**What you will do:**
If a line below contains the string "find", copy it out.

**Dataset content:**

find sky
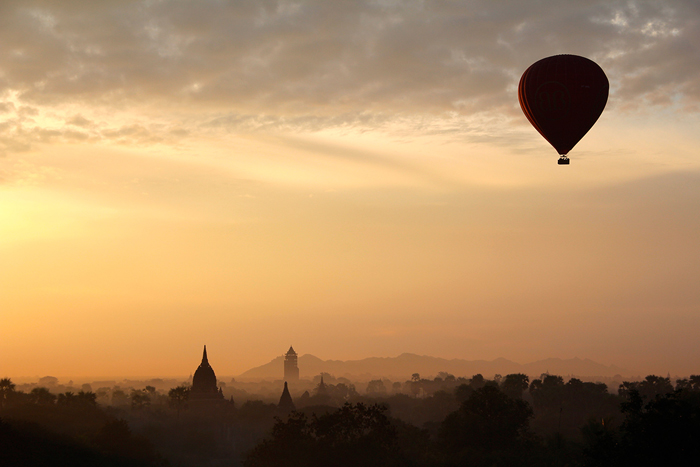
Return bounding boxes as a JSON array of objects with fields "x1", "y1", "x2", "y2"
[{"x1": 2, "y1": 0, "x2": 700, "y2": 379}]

--

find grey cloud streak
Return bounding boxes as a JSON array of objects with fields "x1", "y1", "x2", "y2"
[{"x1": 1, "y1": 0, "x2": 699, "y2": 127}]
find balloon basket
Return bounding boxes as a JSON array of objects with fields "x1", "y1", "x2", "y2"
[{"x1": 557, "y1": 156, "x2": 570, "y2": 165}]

**Response area:**
find sky
find grey cloud streak
find balloon basket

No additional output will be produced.